REQUEST 1:
From the post on array versus pointer loop speed, reproduce word for word the part that opens with the words containing "int test_array(listitem const *list, size_t" and closes with "test_pointer(listitem const *list, size_t nitems)".
REQUEST 2:
Pick up the post on array versus pointer loop speed right after its last line and write what comes next.
## begin PAGE EXCERPT
Here's a bit of code that gets rid of at least those specific problems:

#include <cstdlib>
#include <cstring>
#include <ctime>
#include <iostream>
#include <vector>
#include <algorithm>

struct listitem { int value1, value2; };

listitem gen_rand() {
listitem ret;
ret.value1 = rand();
ret.value2 = rand();
return ret;
}

int test_array(listitem const *list, size_t nitems)
{
int x=0;

for(size_t i=0; i<nitems; ++i)
x += list[i].value1 + list[i].value2;
return x;
}

int test_pointer(listitem const *list, size_t nitems)
{
int x=0;
for(listitem const *pi=list; pi<list+nitems; ++pi)
x += pi->value1 + pi->value2;
return x;
}

int main(int argc, char*argv[]) {
const int rep_count = 20;
const int size=2000000;

static listitem list[size];

size_t i;

for (i=0; i<size; i++)
list[i] = gen_rand();

int val1 = test_array(list, size); // prime the cache.
int val2 = test_pointer(list, size);

clock_t time1 = 0;

// do the real tests
for (i=0; i<rep_count; i++) {
clock_t start1 = clock();
val1 = test_array(list, size);
clock_t stop1 = clock();
time1 += stop1 - start1;
}

clock_t time2 = 0;

for (i=0; i<rep_count; i++) {
clock_t start2 = clock();
val2 = test_pointer(list, size);
clock_t stop2 = clock();
time2 += stop2-start2;
}

std::cout << "Array value: " << val1;
std::cout << "\nPointer value: " << val2;

std::cout << "\nArray Time: " << time1;
std::cout << "\nPointer Time : " << time2;

return 0;
}

Compiled with VC++ 6.0, using the default "Release" settings for a
console application, the results I get from a few runs of this are:

C:\C\source\Release>test_ptr
Array value: 1141859694
Pointer value: 1141859694
Array Time: 110
Pointer Time : 93
C:\C\source\Release>test_ptr
Array value: 1141859694
Pointer value: 1141859694
Array Time: 94
Pointer Time : 109
C:\C\source\Release>test_ptr
Array value: 1141859694
Pointer value: 1141859694
Array Time: 109
Pointer Time : 94
C:\C\source\Release>test_ptr
Array value: 1141859694
Pointer value: 1141859694
Array Time: 94
Pointer Time : 109

The only differences we're seeing are of a single clock tick, and
there's no apparent bias in either direction. For all practical
purpsoses the two are identical in speed. Looking at the assembly
language produced for each shows that it's not just for all practical
purpuposes:

test_array:
; _list$ = ecx
; _nitems$ = edx
; Line 18
push esi
; Line 19
xor eax, eax
; Line 21
xor esi, esi
test edx, edx
jbe SHORT $L10248
push edi
npad 6
$L10246:
; Line 22
mov edi, DWORD PTR [ecx+esi*8+4]
add edi, DWORD PTR [ecx+esi*8]
add esi, 1
add eax, edi
cmp esi, edx
jb SHORT $L10246
pop edi
$L10248:
pop esi
; Line 24
ret 0

test_pointer:
; _list$ = ecx
; _nitems$ = edx
; Line 29
lea edx, DWORD PTR [ecx+edx*8]
xor eax, eax
cmp ecx, edx
jae SHORT $L10257
push esi
npad 6
$L10255:
; Line 30
mov esi, DWORD PTR [ecx+4]
add esi, DWORD PTR [ecx]
add ecx, 8
add eax, esi
cmp ecx, edx
jb SHORT $L10255
pop esi
$L10257:
; Line 32
ret 0

I also did a quick test by stripping the source code down to the parts
we care about:

struct listitem { int value1, value2; };

int test_array(listitem const *list, int nitems)
## end PAGE EXCERPT
## begin DATA EXTRACT
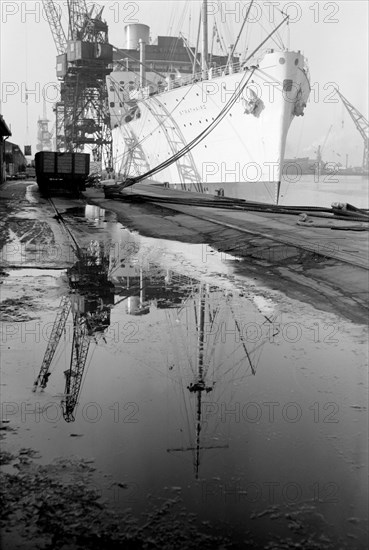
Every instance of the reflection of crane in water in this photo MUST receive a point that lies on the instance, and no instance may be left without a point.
(90, 304)
(208, 371)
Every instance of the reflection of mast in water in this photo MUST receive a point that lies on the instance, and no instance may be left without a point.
## end DATA EXTRACT
TASK ANSWER 1:
int test_array(listitem const *list, size_t nitems)
{
int x=0;

for(size_t i=0; i<nitems; ++i)
x += list[i].value1 + list[i].value2;
return x;
}

int test_pointer(listitem const *list, size_t nitems)

TASK ANSWER 2:
{
int x=0;
int i;
for(i=0; i<nitems; ++i)
x += list[i].value1 + list[i].value2;
return x;
}

int test_pointer(listitem const *list, int nitems)
{
int x=0;
listitem const *pi;
for(pi=list; pi<list+nitems; ++pi)
x += pi->value1 + pi->value2;
return x;
}

and then compiled the result with MS C/C++ 7.0 (the predecessor of MS
Visual C++ 1.0). Here's the assembly language it produces for the two
inner loops:

test_array:
$F344:
; Line 8
mov ax,WORD PTR [bx-2]
add ax,WORD PTR [bx]
add cx,ax
add bx,4
dec dx
jne $F344

test_pointer:
$F355:
; Line 17
mov ax,WORD PTR [si+2]
add ax,WORD PTR [si]
add dx,ax
add si,4
cmp WORD PTR [bp-4],si ;list
ja $F355

In this case, there may be a small difference between the two -- but
it's the array version that's faster. Even on a machine from that time
frame, the difference would be too small to care much about though --
given the memory constraints of MS-DOS, the time difference for the
largest array you could create would still have been less than a
millisecond.

--
Later,
Jerry.

The universe is a figment of its own imagination.
Jun 27 '08 #6
Hi Jerry,

thanks for your meaningful response.

Jerry Coffin wrote:
In article <g2**********@nserver.hrz.tu-freiberg.de>, wa***@chemie.uni-
halle.de says...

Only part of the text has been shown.